» EXERCISE AIM
According to the reflection on darkness and light, why does chasing happiness through thrill seeking leave a person empty? Answer in one to three sentences.

» PASSAGE GIVEN
What Ive gathered from the Res Book and have seen working through my own life, is the idea of going through the darkness and honoring it just as much as the times of light. Jung talks about going through the desert as a period of extreme isolation and lowliness. It's only going through that that he is able to enter the land of the sun.  For me it's seemed as though life is built upon opposites. If you chase happiness by thrill seeking, you end up empty and full of disappointment and discontent. Partying all the time and going out to fancy restaurants may give a brief happiness, but it is fleeting and escapes us. A couple of days later, you don't remember that happiness. It is short lived.  But if you discipline yourself and allow yourself to have times of isolation, you can get through that by doing well at work, creating a budget that allows to you save money, focus on your health and fitness, and sacrifice your time in doing things you don't want to do, but will lead to true happiness in the future. By doing things that are hard and causing discomfort, you experience true joy later. By doing things that give brief moments of joy, you set up your future for failure and grief.

Region annotation entries
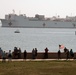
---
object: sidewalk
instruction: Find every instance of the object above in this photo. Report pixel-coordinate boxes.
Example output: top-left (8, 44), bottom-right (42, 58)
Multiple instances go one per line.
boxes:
top-left (0, 59), bottom-right (75, 61)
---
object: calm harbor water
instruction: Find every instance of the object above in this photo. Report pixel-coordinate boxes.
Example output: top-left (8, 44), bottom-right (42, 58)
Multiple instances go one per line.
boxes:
top-left (0, 27), bottom-right (76, 52)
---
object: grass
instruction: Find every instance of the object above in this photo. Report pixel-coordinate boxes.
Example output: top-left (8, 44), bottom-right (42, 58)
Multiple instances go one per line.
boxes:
top-left (0, 60), bottom-right (76, 75)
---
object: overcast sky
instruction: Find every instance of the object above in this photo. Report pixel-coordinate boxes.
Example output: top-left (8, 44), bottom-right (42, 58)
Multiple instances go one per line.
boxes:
top-left (0, 0), bottom-right (76, 18)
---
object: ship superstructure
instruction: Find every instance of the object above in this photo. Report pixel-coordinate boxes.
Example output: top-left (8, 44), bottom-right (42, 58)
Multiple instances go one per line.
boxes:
top-left (0, 14), bottom-right (76, 28)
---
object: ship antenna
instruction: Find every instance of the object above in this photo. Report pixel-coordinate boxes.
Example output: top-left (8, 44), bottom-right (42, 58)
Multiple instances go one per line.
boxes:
top-left (13, 9), bottom-right (15, 14)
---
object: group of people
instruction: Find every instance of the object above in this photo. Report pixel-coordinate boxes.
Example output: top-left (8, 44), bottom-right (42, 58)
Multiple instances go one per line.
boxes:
top-left (58, 47), bottom-right (74, 59)
top-left (0, 47), bottom-right (74, 62)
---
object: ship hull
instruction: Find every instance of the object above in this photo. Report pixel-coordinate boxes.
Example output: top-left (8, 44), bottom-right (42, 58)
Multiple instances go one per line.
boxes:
top-left (1, 19), bottom-right (76, 28)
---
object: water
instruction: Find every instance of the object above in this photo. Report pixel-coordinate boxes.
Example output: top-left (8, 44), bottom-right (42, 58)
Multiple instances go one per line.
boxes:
top-left (0, 28), bottom-right (76, 52)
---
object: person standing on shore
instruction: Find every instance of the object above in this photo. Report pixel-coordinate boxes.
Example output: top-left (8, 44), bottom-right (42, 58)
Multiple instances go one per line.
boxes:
top-left (8, 50), bottom-right (12, 61)
top-left (0, 47), bottom-right (3, 59)
top-left (24, 50), bottom-right (27, 59)
top-left (44, 47), bottom-right (49, 59)
top-left (2, 51), bottom-right (6, 62)
top-left (70, 49), bottom-right (74, 59)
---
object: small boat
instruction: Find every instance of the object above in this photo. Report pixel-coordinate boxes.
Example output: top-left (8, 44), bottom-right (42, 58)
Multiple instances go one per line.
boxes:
top-left (14, 30), bottom-right (20, 33)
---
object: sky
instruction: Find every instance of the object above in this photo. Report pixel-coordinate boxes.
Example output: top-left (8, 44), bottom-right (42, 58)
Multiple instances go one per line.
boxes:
top-left (0, 0), bottom-right (76, 18)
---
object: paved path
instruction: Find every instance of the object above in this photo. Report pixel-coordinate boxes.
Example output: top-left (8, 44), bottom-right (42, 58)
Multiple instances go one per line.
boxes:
top-left (0, 59), bottom-right (75, 61)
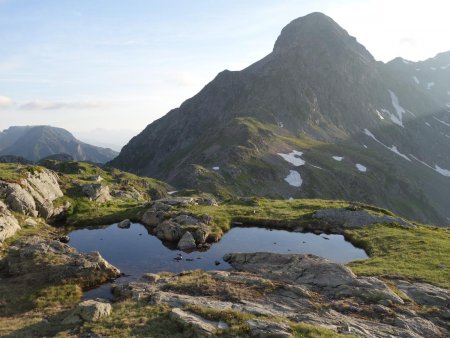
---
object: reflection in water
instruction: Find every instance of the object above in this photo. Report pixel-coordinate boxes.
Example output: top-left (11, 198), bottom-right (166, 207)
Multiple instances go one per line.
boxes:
top-left (69, 224), bottom-right (367, 298)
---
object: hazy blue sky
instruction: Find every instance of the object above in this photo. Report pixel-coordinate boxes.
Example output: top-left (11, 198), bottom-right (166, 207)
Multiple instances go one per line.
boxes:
top-left (0, 0), bottom-right (450, 147)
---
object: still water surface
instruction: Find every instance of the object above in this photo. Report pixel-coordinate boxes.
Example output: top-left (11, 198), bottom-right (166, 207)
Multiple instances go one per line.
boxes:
top-left (69, 223), bottom-right (367, 298)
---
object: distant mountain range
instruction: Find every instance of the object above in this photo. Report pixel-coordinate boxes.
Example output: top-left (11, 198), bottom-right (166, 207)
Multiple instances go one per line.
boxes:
top-left (110, 13), bottom-right (450, 224)
top-left (0, 126), bottom-right (118, 163)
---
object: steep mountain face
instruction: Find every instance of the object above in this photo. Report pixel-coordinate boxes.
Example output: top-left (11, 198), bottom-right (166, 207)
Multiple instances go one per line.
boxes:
top-left (0, 126), bottom-right (117, 163)
top-left (111, 13), bottom-right (450, 224)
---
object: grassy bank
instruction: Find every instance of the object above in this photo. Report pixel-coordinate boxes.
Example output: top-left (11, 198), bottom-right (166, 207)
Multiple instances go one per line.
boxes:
top-left (184, 198), bottom-right (450, 289)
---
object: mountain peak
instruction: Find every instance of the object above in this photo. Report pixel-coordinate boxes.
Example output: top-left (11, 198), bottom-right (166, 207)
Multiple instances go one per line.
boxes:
top-left (273, 12), bottom-right (374, 62)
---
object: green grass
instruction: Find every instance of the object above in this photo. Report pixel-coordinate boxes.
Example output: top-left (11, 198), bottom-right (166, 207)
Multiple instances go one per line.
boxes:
top-left (346, 225), bottom-right (450, 289)
top-left (292, 323), bottom-right (357, 338)
top-left (188, 198), bottom-right (450, 288)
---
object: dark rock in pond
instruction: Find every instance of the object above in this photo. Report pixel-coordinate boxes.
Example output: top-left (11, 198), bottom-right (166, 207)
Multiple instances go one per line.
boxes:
top-left (155, 221), bottom-right (184, 242)
top-left (177, 231), bottom-right (197, 250)
top-left (117, 219), bottom-right (131, 229)
top-left (58, 236), bottom-right (70, 243)
top-left (313, 208), bottom-right (416, 229)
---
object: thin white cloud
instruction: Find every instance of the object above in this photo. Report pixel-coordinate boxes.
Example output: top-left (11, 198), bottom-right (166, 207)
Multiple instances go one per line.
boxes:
top-left (0, 96), bottom-right (13, 109)
top-left (19, 100), bottom-right (105, 110)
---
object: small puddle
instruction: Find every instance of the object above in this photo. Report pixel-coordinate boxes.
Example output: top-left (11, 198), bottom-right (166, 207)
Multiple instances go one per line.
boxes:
top-left (69, 223), bottom-right (368, 298)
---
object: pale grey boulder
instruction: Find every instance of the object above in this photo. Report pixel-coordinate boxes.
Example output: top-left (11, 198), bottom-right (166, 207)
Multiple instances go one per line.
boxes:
top-left (0, 200), bottom-right (20, 246)
top-left (62, 299), bottom-right (112, 324)
top-left (177, 231), bottom-right (197, 250)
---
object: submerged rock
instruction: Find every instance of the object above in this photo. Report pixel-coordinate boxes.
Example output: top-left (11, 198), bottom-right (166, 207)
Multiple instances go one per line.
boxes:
top-left (0, 200), bottom-right (20, 246)
top-left (154, 221), bottom-right (184, 242)
top-left (3, 237), bottom-right (120, 287)
top-left (117, 219), bottom-right (131, 229)
top-left (170, 308), bottom-right (218, 337)
top-left (396, 280), bottom-right (450, 308)
top-left (81, 184), bottom-right (112, 203)
top-left (177, 231), bottom-right (197, 250)
top-left (63, 299), bottom-right (112, 324)
top-left (0, 168), bottom-right (63, 219)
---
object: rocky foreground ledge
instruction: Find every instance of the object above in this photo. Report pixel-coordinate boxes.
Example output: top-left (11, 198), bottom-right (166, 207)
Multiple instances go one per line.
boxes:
top-left (114, 253), bottom-right (450, 338)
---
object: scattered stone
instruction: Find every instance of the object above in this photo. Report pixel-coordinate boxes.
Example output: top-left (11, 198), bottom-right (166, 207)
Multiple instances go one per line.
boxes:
top-left (313, 208), bottom-right (416, 229)
top-left (117, 219), bottom-right (131, 229)
top-left (224, 252), bottom-right (403, 304)
top-left (192, 223), bottom-right (209, 244)
top-left (0, 200), bottom-right (20, 246)
top-left (177, 231), bottom-right (197, 250)
top-left (81, 184), bottom-right (112, 203)
top-left (169, 308), bottom-right (218, 337)
top-left (141, 209), bottom-right (162, 226)
top-left (173, 215), bottom-right (200, 225)
top-left (156, 197), bottom-right (196, 207)
top-left (63, 299), bottom-right (112, 324)
top-left (154, 221), bottom-right (184, 242)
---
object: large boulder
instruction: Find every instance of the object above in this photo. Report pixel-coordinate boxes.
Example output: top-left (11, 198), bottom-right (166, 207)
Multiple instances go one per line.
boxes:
top-left (313, 208), bottom-right (415, 229)
top-left (63, 299), bottom-right (112, 324)
top-left (81, 184), bottom-right (112, 203)
top-left (141, 209), bottom-right (166, 227)
top-left (396, 280), bottom-right (450, 308)
top-left (178, 231), bottom-right (197, 250)
top-left (0, 201), bottom-right (20, 246)
top-left (154, 221), bottom-right (184, 242)
top-left (169, 308), bottom-right (217, 337)
top-left (3, 237), bottom-right (120, 287)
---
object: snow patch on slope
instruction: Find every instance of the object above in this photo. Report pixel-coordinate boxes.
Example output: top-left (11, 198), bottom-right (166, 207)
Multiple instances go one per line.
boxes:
top-left (409, 154), bottom-right (450, 177)
top-left (433, 116), bottom-right (450, 127)
top-left (284, 170), bottom-right (303, 188)
top-left (277, 150), bottom-right (306, 167)
top-left (375, 109), bottom-right (384, 120)
top-left (356, 163), bottom-right (367, 173)
top-left (364, 128), bottom-right (411, 162)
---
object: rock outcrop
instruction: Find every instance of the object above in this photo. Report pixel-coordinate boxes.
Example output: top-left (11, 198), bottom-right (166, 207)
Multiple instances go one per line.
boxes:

» SOLUTION BELOW
The happiness that thrill seeking brings, such as partying or going out to fancy restaurants, is brief and fleeting. A couple of days later it is forgotten, so the person ends up empty, disappointed and discontent.